:: What is being asked ::
Pick out and copy every line of the data that contains the string "flower". Matching is case-sensitive.

+++ Available records

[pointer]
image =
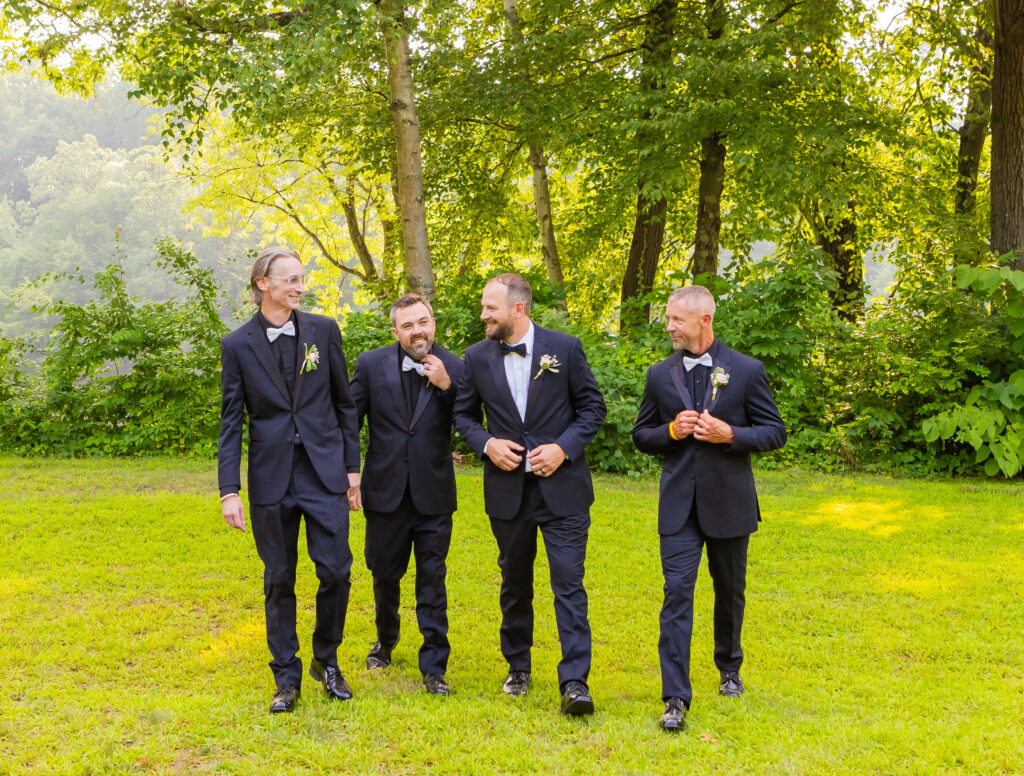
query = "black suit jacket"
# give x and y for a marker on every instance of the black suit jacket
(322, 411)
(719, 475)
(565, 407)
(406, 450)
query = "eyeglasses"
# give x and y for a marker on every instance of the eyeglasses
(292, 279)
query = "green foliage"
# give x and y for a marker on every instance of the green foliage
(124, 377)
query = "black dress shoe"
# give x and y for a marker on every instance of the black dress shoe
(284, 699)
(517, 684)
(335, 684)
(436, 685)
(675, 715)
(730, 686)
(577, 700)
(379, 657)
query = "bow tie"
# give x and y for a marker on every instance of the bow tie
(288, 330)
(704, 359)
(408, 364)
(519, 349)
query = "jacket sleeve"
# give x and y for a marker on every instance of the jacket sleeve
(231, 417)
(468, 411)
(650, 432)
(587, 401)
(344, 405)
(766, 431)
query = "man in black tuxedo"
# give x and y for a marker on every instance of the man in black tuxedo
(543, 407)
(286, 370)
(406, 392)
(705, 410)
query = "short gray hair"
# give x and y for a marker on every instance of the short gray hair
(261, 268)
(696, 298)
(519, 290)
(408, 301)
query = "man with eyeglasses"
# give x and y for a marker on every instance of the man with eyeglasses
(286, 370)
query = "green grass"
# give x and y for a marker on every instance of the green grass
(883, 635)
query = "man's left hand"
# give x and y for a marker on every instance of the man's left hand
(433, 370)
(545, 459)
(713, 430)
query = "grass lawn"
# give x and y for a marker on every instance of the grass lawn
(884, 634)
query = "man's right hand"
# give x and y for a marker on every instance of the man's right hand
(684, 424)
(235, 516)
(505, 454)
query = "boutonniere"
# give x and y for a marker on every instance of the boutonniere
(311, 358)
(719, 379)
(548, 363)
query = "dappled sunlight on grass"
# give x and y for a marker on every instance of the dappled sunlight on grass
(878, 518)
(231, 642)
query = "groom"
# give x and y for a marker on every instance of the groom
(543, 407)
(704, 411)
(286, 371)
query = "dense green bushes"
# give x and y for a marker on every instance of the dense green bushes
(931, 380)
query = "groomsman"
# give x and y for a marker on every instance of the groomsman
(543, 407)
(286, 370)
(705, 410)
(406, 392)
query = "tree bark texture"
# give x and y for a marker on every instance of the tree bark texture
(412, 206)
(1008, 132)
(539, 164)
(974, 129)
(838, 239)
(709, 205)
(709, 226)
(648, 225)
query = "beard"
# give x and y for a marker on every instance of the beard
(419, 347)
(500, 332)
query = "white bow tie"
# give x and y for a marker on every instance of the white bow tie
(408, 364)
(689, 363)
(288, 330)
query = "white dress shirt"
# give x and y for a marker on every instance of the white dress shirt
(517, 372)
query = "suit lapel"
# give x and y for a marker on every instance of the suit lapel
(676, 371)
(391, 365)
(261, 347)
(534, 386)
(721, 358)
(500, 378)
(306, 335)
(425, 393)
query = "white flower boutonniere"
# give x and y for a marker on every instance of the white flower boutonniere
(311, 358)
(719, 379)
(548, 363)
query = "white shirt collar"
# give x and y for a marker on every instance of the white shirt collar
(527, 340)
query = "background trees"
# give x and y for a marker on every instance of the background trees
(837, 170)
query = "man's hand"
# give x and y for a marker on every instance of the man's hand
(235, 516)
(711, 429)
(505, 454)
(684, 424)
(354, 491)
(545, 459)
(433, 370)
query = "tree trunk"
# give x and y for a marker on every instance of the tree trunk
(974, 129)
(539, 164)
(648, 225)
(412, 207)
(839, 242)
(709, 205)
(709, 226)
(1008, 133)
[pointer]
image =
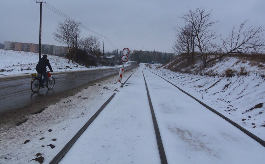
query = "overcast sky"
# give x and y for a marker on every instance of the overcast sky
(136, 24)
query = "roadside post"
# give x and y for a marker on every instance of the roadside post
(124, 59)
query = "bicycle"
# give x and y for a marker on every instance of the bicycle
(36, 79)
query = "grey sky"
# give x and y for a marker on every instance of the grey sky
(136, 24)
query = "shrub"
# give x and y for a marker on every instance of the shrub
(243, 71)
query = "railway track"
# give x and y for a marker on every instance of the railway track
(164, 127)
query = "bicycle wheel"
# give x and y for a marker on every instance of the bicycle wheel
(35, 85)
(50, 83)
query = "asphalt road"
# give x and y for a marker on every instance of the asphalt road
(16, 93)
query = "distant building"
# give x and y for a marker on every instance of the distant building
(31, 47)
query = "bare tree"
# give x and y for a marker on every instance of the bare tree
(245, 40)
(92, 45)
(67, 32)
(200, 22)
(185, 41)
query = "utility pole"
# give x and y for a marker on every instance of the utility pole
(103, 46)
(40, 28)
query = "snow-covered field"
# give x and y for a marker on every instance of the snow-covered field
(16, 63)
(239, 98)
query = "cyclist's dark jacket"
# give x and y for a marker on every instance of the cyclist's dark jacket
(43, 63)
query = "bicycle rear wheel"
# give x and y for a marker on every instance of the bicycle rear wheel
(50, 83)
(35, 85)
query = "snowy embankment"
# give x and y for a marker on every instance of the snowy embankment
(16, 63)
(240, 98)
(45, 133)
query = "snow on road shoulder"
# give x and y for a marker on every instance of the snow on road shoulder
(14, 63)
(44, 134)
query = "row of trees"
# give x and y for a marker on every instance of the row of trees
(196, 36)
(68, 32)
(151, 57)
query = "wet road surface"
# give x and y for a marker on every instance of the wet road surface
(16, 93)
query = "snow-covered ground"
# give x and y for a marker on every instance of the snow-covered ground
(239, 98)
(16, 63)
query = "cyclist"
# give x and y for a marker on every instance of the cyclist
(41, 68)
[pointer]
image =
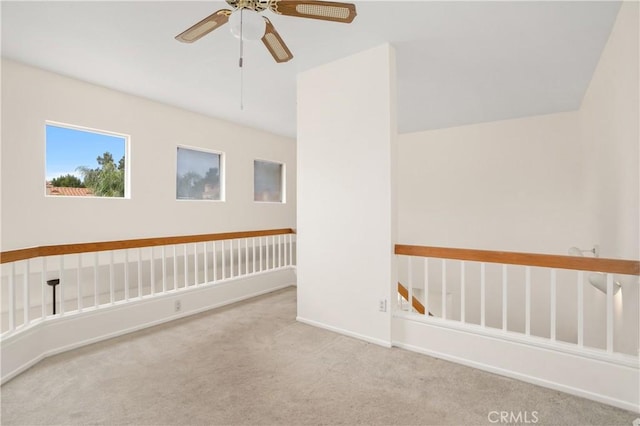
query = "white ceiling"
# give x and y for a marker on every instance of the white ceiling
(457, 62)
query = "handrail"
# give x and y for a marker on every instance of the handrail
(613, 266)
(28, 253)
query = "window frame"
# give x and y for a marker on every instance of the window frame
(283, 182)
(127, 158)
(221, 170)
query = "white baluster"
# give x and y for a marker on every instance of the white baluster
(126, 274)
(79, 280)
(139, 273)
(26, 304)
(463, 288)
(482, 293)
(246, 256)
(426, 286)
(273, 251)
(253, 257)
(61, 272)
(609, 313)
(552, 303)
(231, 259)
(580, 285)
(504, 298)
(96, 292)
(152, 271)
(12, 298)
(111, 281)
(224, 260)
(527, 299)
(290, 249)
(164, 269)
(215, 261)
(206, 262)
(43, 287)
(195, 264)
(175, 268)
(266, 247)
(186, 266)
(444, 288)
(410, 284)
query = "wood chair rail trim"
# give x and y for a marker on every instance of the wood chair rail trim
(613, 266)
(62, 249)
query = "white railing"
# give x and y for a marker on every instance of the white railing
(560, 302)
(98, 275)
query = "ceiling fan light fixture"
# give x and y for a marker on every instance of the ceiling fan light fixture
(253, 24)
(336, 12)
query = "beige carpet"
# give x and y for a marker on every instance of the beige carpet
(252, 363)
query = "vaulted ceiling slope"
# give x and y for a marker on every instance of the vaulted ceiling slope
(457, 62)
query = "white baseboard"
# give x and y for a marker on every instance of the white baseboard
(338, 330)
(616, 385)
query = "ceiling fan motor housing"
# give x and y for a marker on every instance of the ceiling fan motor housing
(255, 5)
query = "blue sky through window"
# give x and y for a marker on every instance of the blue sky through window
(69, 148)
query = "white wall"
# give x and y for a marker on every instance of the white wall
(30, 96)
(610, 137)
(346, 219)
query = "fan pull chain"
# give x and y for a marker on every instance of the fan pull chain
(240, 62)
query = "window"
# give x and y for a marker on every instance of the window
(268, 181)
(199, 175)
(85, 163)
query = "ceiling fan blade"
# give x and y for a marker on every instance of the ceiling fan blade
(205, 26)
(275, 44)
(325, 10)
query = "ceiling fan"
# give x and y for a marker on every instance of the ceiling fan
(324, 10)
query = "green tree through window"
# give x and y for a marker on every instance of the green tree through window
(107, 180)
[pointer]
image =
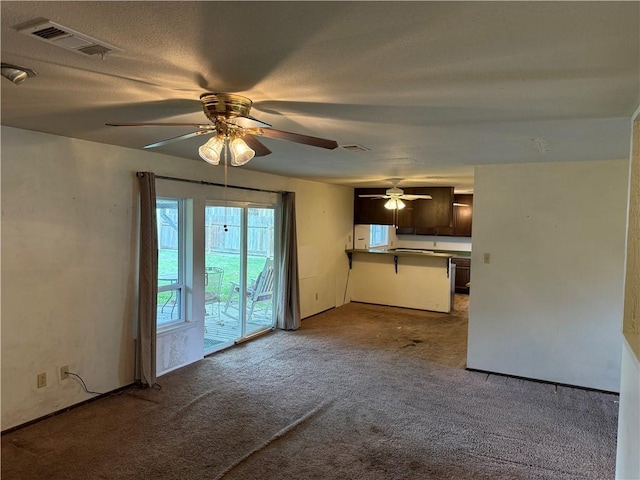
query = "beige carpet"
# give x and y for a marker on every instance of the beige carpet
(359, 392)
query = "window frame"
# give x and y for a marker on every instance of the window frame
(381, 228)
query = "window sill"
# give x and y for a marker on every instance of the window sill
(174, 327)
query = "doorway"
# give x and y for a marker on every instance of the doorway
(239, 273)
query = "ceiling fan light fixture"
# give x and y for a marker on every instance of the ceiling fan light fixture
(210, 152)
(394, 204)
(240, 152)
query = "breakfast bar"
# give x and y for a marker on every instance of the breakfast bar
(402, 277)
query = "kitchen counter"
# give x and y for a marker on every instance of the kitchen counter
(403, 277)
(403, 252)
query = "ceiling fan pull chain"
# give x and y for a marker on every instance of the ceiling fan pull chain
(225, 153)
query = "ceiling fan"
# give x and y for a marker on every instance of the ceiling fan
(395, 196)
(234, 131)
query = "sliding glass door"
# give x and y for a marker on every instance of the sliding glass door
(239, 273)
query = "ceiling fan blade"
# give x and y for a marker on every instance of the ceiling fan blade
(256, 145)
(162, 143)
(161, 124)
(294, 137)
(415, 197)
(247, 121)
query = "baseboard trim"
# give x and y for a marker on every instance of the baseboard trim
(66, 409)
(567, 385)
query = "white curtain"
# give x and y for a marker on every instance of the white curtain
(288, 310)
(147, 281)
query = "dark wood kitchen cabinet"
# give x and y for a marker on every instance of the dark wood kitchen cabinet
(419, 217)
(427, 217)
(462, 217)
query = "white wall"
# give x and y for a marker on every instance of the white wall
(628, 460)
(69, 214)
(548, 306)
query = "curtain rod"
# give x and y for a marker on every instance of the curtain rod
(213, 184)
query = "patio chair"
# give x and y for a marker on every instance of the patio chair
(259, 292)
(212, 288)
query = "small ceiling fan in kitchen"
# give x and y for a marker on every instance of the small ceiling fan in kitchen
(233, 131)
(395, 196)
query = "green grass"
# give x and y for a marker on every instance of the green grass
(230, 264)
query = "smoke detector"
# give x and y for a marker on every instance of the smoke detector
(66, 38)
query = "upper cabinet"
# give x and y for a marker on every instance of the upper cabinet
(421, 217)
(445, 214)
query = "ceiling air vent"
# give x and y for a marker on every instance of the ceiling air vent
(66, 38)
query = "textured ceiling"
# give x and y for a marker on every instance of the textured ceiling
(429, 88)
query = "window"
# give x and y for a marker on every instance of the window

++++++

:: Final result ::
query = "white flower boutonniere"
# give x and y for a marker on every instance of the white flower boutonniere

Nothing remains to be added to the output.